[INPUT DATA]

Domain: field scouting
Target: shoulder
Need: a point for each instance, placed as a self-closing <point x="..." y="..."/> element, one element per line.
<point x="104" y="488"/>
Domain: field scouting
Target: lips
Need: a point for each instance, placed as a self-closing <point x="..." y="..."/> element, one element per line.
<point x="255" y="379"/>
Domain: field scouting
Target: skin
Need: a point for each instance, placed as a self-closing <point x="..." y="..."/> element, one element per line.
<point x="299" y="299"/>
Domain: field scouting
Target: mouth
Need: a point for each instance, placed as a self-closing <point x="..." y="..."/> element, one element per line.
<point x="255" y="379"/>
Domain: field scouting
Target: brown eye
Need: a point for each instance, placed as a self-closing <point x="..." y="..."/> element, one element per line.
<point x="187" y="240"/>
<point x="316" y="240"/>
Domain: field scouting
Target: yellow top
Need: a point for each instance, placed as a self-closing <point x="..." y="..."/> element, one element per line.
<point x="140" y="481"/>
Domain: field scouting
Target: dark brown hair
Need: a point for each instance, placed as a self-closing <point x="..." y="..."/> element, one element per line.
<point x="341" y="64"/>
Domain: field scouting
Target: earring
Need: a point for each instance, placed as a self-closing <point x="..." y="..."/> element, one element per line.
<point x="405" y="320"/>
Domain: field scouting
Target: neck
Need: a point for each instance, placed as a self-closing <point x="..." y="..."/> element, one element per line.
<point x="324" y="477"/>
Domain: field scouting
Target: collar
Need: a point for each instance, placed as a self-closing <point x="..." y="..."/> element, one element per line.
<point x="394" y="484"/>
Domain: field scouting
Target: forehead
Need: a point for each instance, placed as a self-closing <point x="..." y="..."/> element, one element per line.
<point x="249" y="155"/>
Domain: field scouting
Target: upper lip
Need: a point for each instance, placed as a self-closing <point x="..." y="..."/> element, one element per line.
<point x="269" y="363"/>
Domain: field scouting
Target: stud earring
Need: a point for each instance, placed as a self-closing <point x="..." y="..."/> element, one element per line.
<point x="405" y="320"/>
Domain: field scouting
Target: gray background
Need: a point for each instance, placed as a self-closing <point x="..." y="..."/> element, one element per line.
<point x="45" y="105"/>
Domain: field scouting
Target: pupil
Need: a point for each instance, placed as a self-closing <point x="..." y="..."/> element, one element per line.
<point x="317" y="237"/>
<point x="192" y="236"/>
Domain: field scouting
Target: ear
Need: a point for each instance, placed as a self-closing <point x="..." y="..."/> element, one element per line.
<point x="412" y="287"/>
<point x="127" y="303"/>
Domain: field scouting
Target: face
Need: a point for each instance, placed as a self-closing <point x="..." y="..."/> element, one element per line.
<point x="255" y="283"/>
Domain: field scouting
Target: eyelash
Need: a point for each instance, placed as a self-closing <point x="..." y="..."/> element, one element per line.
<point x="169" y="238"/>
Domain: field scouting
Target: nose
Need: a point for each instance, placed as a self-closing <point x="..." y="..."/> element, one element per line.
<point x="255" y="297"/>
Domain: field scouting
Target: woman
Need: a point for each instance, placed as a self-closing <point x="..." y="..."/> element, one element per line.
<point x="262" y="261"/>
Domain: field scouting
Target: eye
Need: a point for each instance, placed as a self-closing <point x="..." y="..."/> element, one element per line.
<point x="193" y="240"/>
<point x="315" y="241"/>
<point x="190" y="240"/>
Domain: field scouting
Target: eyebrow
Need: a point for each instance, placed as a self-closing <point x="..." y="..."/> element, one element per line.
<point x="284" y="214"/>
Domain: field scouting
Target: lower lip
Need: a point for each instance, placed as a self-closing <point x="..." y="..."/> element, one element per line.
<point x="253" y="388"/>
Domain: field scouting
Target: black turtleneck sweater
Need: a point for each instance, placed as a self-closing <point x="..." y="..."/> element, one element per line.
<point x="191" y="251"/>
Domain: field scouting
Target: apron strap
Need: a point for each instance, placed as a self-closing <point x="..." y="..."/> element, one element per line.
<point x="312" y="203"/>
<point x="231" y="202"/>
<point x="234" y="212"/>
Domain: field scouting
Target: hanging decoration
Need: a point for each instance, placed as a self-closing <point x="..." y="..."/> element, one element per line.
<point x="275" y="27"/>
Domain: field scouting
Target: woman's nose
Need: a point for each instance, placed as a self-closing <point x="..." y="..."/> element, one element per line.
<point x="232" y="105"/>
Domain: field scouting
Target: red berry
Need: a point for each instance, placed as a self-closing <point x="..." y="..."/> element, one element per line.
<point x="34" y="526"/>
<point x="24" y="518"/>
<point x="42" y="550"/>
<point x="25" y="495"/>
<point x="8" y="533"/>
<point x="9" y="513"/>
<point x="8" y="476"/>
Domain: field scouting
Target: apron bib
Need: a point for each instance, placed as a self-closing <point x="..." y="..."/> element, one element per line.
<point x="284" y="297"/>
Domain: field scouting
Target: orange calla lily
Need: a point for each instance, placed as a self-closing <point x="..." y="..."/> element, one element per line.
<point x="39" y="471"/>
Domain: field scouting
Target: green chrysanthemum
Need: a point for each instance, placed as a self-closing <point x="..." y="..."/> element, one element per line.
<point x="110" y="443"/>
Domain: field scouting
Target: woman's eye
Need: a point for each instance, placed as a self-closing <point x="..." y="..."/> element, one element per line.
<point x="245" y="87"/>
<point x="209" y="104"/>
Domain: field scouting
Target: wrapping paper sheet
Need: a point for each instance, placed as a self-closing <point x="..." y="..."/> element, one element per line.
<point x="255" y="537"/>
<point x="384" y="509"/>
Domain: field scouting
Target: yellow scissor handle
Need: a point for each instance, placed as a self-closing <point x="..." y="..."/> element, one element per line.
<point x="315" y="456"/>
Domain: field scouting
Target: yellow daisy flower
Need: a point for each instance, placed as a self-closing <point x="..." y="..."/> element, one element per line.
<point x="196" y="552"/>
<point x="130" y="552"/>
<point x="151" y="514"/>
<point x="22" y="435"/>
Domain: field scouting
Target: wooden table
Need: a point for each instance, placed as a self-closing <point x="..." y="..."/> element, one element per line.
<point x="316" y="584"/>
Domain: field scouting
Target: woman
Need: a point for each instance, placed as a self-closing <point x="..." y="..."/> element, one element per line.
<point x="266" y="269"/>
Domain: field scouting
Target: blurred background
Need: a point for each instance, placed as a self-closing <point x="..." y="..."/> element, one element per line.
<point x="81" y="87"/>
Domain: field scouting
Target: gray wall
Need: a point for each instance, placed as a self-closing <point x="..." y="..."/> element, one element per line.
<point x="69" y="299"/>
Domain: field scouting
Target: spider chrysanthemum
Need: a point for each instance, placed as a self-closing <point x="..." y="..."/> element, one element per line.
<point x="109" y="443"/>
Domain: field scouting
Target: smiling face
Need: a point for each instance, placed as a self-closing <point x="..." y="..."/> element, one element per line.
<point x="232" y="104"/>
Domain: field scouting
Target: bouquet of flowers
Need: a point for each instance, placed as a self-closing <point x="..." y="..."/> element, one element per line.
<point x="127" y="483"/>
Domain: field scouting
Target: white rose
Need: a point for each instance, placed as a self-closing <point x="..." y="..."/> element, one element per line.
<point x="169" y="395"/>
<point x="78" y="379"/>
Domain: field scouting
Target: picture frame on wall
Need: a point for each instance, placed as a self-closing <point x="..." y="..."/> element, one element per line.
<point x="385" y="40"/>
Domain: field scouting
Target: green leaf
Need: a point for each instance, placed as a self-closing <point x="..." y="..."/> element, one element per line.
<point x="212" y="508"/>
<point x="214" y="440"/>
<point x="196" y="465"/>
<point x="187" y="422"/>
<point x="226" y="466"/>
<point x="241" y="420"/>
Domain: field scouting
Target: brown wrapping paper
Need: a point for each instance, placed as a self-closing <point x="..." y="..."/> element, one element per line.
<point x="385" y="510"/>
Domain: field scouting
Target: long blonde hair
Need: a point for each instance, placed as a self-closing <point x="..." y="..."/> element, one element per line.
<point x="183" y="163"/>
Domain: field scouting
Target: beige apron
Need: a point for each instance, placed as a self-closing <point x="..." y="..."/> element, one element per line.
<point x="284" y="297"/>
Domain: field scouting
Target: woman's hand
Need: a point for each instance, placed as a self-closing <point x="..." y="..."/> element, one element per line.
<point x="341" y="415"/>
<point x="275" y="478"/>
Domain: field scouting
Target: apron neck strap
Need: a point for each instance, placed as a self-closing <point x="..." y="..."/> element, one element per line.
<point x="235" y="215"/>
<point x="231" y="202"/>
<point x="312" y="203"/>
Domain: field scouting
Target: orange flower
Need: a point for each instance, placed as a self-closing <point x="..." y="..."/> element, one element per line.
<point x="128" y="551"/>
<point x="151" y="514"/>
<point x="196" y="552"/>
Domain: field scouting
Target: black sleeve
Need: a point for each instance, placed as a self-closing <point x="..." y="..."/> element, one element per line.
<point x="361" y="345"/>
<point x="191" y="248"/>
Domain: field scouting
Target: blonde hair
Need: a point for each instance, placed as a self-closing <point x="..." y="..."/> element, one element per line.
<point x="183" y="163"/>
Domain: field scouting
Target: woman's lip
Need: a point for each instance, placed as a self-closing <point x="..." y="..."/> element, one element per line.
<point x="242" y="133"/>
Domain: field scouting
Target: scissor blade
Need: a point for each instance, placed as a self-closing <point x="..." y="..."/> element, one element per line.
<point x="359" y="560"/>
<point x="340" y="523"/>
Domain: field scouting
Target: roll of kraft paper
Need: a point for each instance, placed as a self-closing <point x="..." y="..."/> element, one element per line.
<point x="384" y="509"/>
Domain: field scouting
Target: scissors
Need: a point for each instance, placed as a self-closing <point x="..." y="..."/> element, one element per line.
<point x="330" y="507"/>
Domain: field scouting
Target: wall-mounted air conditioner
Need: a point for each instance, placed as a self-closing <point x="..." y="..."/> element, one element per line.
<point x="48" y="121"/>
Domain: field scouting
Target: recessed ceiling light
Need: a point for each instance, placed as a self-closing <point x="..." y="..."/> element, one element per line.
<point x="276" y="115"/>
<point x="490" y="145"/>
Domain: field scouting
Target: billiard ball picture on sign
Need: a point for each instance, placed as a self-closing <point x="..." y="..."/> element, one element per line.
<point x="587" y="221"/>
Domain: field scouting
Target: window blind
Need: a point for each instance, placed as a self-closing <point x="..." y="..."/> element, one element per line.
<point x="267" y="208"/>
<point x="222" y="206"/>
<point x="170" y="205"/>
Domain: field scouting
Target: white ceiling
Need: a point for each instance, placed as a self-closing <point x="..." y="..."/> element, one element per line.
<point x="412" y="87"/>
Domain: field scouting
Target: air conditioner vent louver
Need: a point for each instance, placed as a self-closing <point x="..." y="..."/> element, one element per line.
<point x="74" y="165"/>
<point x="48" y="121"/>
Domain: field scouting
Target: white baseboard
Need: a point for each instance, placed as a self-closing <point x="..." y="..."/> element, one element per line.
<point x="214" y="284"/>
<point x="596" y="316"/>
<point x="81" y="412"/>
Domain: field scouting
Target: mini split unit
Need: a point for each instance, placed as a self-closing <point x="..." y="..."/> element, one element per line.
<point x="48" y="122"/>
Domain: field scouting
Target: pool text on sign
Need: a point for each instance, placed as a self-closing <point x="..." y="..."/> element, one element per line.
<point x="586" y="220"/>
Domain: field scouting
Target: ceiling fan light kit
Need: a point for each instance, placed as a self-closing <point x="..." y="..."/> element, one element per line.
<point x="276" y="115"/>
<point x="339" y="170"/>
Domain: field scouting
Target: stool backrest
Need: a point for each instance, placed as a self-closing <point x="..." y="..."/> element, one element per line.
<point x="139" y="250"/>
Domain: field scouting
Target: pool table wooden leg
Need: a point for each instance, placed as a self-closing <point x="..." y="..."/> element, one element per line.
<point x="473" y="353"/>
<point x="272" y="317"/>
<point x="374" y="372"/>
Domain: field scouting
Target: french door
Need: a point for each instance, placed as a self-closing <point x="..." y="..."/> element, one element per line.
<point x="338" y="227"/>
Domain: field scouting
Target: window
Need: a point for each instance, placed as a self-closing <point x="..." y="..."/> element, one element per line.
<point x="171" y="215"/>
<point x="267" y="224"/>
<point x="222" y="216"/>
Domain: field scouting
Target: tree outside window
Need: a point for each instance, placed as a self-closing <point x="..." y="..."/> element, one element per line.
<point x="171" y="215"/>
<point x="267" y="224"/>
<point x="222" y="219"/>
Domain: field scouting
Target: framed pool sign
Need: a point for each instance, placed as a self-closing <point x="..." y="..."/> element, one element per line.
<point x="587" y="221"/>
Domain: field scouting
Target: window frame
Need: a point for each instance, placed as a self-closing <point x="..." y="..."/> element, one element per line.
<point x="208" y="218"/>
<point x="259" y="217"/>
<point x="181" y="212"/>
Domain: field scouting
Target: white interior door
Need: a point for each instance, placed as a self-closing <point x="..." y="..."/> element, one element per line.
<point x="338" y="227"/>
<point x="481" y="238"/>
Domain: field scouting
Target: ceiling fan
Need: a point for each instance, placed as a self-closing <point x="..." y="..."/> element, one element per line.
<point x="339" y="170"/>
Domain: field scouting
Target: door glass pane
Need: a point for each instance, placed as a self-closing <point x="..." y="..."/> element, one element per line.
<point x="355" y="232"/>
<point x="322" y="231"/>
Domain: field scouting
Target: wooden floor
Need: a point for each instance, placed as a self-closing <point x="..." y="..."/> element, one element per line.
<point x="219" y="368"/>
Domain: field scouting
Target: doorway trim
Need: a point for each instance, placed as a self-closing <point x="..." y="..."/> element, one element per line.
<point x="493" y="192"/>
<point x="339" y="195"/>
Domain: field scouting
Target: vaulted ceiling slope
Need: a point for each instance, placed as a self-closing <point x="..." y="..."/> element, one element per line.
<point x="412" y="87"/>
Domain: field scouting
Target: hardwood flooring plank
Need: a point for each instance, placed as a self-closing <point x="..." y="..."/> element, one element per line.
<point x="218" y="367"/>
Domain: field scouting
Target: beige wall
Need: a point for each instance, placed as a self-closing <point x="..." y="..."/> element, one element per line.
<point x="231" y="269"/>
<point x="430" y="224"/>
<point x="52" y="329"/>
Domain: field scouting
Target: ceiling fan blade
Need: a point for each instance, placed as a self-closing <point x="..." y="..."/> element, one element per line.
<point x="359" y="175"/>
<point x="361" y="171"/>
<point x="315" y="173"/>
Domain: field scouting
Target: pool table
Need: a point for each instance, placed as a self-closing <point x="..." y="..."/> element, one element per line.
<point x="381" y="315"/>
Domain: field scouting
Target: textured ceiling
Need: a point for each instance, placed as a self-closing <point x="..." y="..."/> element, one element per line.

[/INPUT DATA]

→ EXERCISE PROMPT
The answer should be all lines from the entries above that hold the word "blonde".

→ RESULT
Target: long blonde hair
Target: blonde hair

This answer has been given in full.